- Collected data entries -
::::
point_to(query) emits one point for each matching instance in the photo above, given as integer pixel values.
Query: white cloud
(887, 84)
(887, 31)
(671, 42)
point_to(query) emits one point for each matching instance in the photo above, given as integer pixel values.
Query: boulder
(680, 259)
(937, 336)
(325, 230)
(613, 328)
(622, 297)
::::
Arrange these records as a two-column CSV with columns named request and answer, one row per record, putting each record's text and its answer in a single quoted field with line breaks replaced by spaces.

request,answer
"point_to(query) emits one point for each matching instance in the photo above, given as integer pixel values. Query: white cloud","(887, 84) (887, 31) (671, 42)"
"point_to(query) emits one point for each matching instance in the photo above, given as integer pixel values. Query: boulder","(680, 259) (937, 336) (325, 230) (613, 328) (622, 297)"